Task directions. Here the job is to transcribe the data exactly while omitting the images.

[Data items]
_ _ _ _
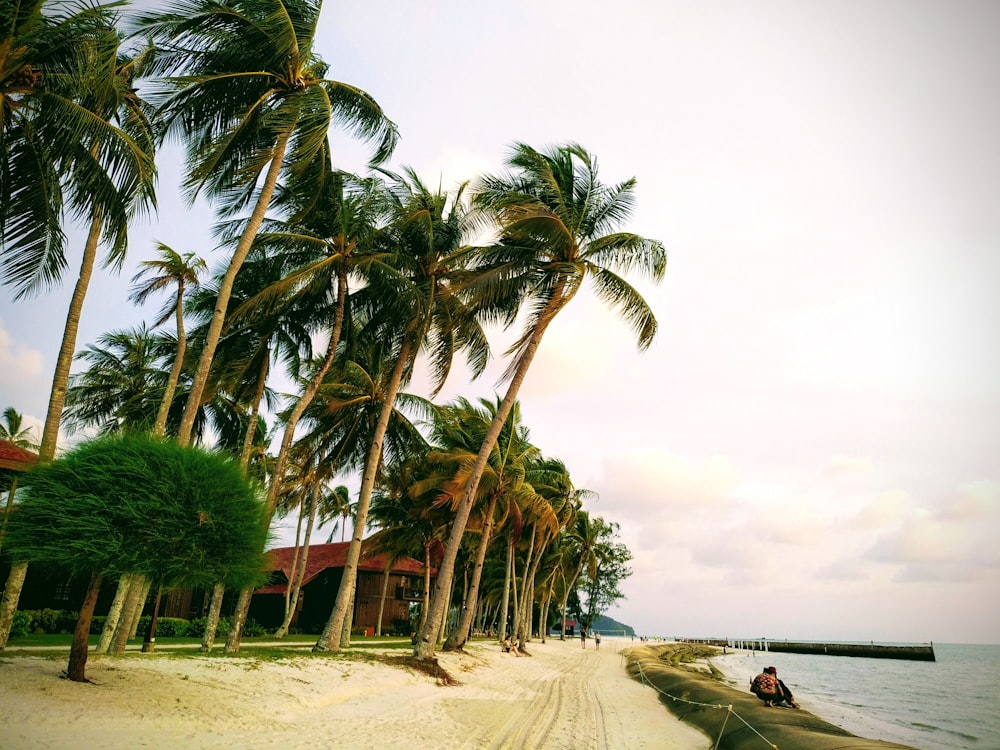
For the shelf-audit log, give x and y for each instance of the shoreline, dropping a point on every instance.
(559, 696)
(696, 697)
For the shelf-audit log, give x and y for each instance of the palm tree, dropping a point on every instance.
(341, 510)
(57, 71)
(557, 225)
(169, 270)
(423, 313)
(459, 431)
(13, 431)
(122, 385)
(330, 240)
(249, 94)
(79, 128)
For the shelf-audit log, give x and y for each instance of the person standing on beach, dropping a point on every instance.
(765, 687)
(784, 694)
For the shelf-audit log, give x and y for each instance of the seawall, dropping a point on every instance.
(922, 652)
(734, 719)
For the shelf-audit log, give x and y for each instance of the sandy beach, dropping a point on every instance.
(561, 696)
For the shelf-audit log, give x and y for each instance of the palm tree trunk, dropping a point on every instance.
(12, 592)
(6, 511)
(238, 621)
(258, 396)
(505, 600)
(381, 601)
(308, 394)
(78, 651)
(295, 561)
(425, 602)
(132, 610)
(301, 573)
(524, 604)
(160, 426)
(461, 634)
(57, 399)
(141, 605)
(329, 639)
(114, 614)
(226, 291)
(424, 648)
(212, 623)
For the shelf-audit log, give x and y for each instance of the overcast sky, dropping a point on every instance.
(811, 447)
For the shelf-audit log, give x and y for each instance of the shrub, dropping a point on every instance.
(20, 625)
(172, 627)
(196, 628)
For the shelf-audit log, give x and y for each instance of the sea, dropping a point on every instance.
(952, 703)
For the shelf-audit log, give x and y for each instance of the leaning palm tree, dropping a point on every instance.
(459, 431)
(12, 430)
(558, 227)
(80, 128)
(249, 94)
(122, 383)
(171, 269)
(422, 313)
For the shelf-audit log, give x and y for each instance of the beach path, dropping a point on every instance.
(561, 696)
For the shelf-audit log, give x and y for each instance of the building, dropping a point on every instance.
(321, 582)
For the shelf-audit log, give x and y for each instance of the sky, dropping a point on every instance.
(811, 447)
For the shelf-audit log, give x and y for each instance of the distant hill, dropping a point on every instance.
(610, 626)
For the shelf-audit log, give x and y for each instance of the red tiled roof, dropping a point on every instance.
(13, 457)
(323, 556)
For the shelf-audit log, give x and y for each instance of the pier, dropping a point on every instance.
(921, 652)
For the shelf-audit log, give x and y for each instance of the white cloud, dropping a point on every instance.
(20, 375)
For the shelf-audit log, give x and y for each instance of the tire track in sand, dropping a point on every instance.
(564, 710)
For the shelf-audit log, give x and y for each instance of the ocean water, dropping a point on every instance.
(949, 704)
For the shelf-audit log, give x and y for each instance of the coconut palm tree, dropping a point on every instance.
(13, 431)
(74, 137)
(123, 382)
(557, 225)
(330, 240)
(248, 92)
(73, 125)
(459, 430)
(170, 270)
(423, 314)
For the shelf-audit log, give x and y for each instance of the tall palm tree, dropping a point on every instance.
(424, 314)
(459, 431)
(122, 385)
(80, 128)
(341, 511)
(557, 225)
(12, 430)
(171, 269)
(59, 67)
(333, 237)
(249, 94)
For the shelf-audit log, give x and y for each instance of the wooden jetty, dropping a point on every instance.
(921, 652)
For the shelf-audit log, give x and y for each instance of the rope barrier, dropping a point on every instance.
(729, 710)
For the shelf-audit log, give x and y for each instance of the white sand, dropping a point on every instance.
(561, 696)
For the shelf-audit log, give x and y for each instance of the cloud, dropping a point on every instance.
(841, 465)
(20, 373)
(843, 569)
(974, 501)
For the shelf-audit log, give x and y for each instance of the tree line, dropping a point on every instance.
(382, 269)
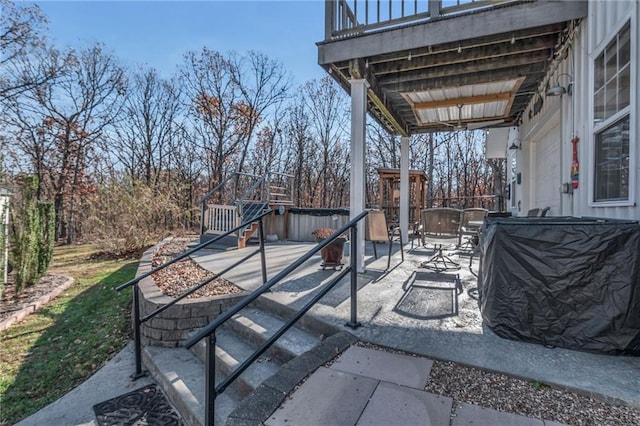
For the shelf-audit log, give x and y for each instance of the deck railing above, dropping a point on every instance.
(346, 18)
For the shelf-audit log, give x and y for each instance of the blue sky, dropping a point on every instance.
(158, 33)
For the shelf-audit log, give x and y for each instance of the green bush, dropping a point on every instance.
(47, 219)
(32, 228)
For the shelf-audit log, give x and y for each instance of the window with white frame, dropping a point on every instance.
(612, 94)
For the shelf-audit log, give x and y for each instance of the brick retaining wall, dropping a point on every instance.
(171, 327)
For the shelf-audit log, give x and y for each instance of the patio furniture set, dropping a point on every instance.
(442, 226)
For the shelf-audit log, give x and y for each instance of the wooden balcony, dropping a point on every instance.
(447, 65)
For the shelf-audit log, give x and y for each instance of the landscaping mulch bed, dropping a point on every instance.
(181, 276)
(12, 302)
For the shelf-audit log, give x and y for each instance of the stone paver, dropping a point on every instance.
(398, 405)
(469, 414)
(386, 366)
(328, 397)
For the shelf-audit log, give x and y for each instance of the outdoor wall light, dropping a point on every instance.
(516, 144)
(558, 90)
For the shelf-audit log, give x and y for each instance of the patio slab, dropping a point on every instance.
(328, 397)
(399, 369)
(398, 405)
(460, 338)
_ _ _ _
Output of the exercise.
For the shelf-audit log, give x and y for each instance of the shoreline, dropping a point on every instance.
(559, 696)
(696, 697)
For the shelf-audit log, give x and y for each instance of the palm tree, dropping a point on every instance.
(341, 510)
(57, 71)
(557, 225)
(169, 270)
(423, 313)
(459, 431)
(13, 431)
(122, 385)
(330, 240)
(249, 94)
(79, 128)
For the shelf-audit log, give x and y for each instance of the person standing on beach, dropping a point on every instance.
(765, 687)
(784, 694)
For the shelf-audit log, give x and y for each instance of the seawall, dropping a point on every instance.
(922, 652)
(734, 719)
For the shelf-audit log, give x and y for each instance of the sandy beach, dropping a point on every instance.
(561, 696)
For the shelf-audit log, give x and y for each instance of the palm tree trunk, dropping a point on every instance.
(12, 592)
(6, 511)
(238, 621)
(258, 396)
(505, 600)
(381, 601)
(308, 394)
(78, 651)
(295, 561)
(425, 602)
(132, 610)
(301, 573)
(524, 604)
(160, 426)
(461, 634)
(57, 399)
(141, 605)
(329, 639)
(114, 614)
(226, 291)
(424, 648)
(212, 623)
For the shelf-audit log, give x and y for each instance of the overcast sky, dropping a point on every instance.
(811, 447)
For the shelf-audit log, give x and y for each instance of the shrub, dropping a point on every instance.
(20, 625)
(172, 627)
(196, 628)
For the shelf-audit log, give x and y for each instance of the sea, dropping a point on every instance.
(952, 703)
For the shelf-audit log, give x and y for each instance of the leaning palm tree, dropping a point on every instance.
(459, 431)
(12, 430)
(558, 227)
(80, 128)
(249, 94)
(122, 383)
(171, 269)
(422, 313)
For the shelf-audit log, give x and y for each instance of the beach path, dropping a point on every instance.
(561, 696)
For the shelf-audit log, give x and y for each instance of the building, dropping a point on every instance.
(321, 582)
For the shelf-audit log, give x and y for each instance of the sky, dropping a point on every instance.
(811, 447)
For the shelf-audit log, give x and y for each instance of the distant hill, dropping a point on every instance.
(610, 626)
For the shelf-audit log, give x and y for each instance of the red tiled roof, dropping a point on every instance.
(13, 457)
(323, 556)
For the shelf-audit log, give x and y for each instance of the pier, dropping a point on every instance.
(921, 652)
For the shelf-audit log, give x and y for each instance of the white cloud, dropping a point on every instance.
(20, 375)
For the shelf-audit log, give x and y for each instance of the tire track in sand, dropping a point on every instance.
(564, 710)
For the shelf-audit log, give x and y for each instance of the ocean water, dropping a point on every instance.
(949, 704)
For the shelf-audit log, give x and y for each instance of the coconut palm tree, dropping a point on every instance.
(13, 431)
(74, 137)
(123, 382)
(557, 225)
(330, 240)
(248, 92)
(73, 125)
(459, 430)
(170, 270)
(423, 314)
For the shelf-audit log, give x and y for each instance of the tall palm tree, dropping a point on every instance.
(424, 314)
(459, 431)
(122, 385)
(80, 128)
(341, 511)
(557, 225)
(12, 430)
(171, 269)
(59, 67)
(333, 237)
(249, 94)
For the shelf-audit log, give x and y for each instance of the wooden jetty, dropping a point on every instance.
(921, 652)
For the shelf-audit log, give x and y for each instance of the rope barrier, dropping a point on every instance.
(729, 710)
For the shelf-audit log, give x and y for each instance of the white sand, dropping a point on every instance.
(561, 696)
For the shelf-audit log, give x and y for each instance of the cloud, dropping a point on every instance.
(841, 465)
(20, 373)
(843, 569)
(974, 501)
For the shelf-audit log, give x and y for each instance of the tree line, dropping a point on every instance.
(382, 269)
For the shelf-audit log, give x and y for each instance of the deck railing above, dropping a point on every instance.
(346, 18)
For the shelf-audit log, give x and y for each instance of the blue sky, dropping a point on every instance.
(158, 33)
For the shelf-audit log, give x and y for each instance of the green bush, dropping a point on every instance.
(47, 219)
(32, 228)
For the shelf-audit log, give x and y for each instance of the window with white frame, dropping a point on every instance.
(612, 94)
For the shelf-audit log, give x and y for each instance of the brick retaining wall, dropping a point on every instance.
(171, 327)
For the shelf-audit log, give x and y for each instance of the patio furniture set, dropping a point on every instance.
(442, 226)
For the shelf-audit log, give x and y for each instance of the wooden balcony, dropping a point on every instance.
(447, 65)
For the shelf-audit log, give x and y for each instance of the landscaping mulch bed, dropping a point on every instance.
(181, 276)
(12, 302)
For the shelf-audit log, give x and y for each instance of the stone paver, dropping a point on every instance.
(398, 405)
(469, 414)
(386, 366)
(328, 397)
For the shelf-audit log, give x and y for each instance of the outdoor wall light, dropping a point on every instance.
(516, 144)
(558, 90)
For the shelf-audit log, give x and y for each instance of the patio slab, dropping a point on every instance.
(328, 397)
(399, 369)
(398, 405)
(460, 338)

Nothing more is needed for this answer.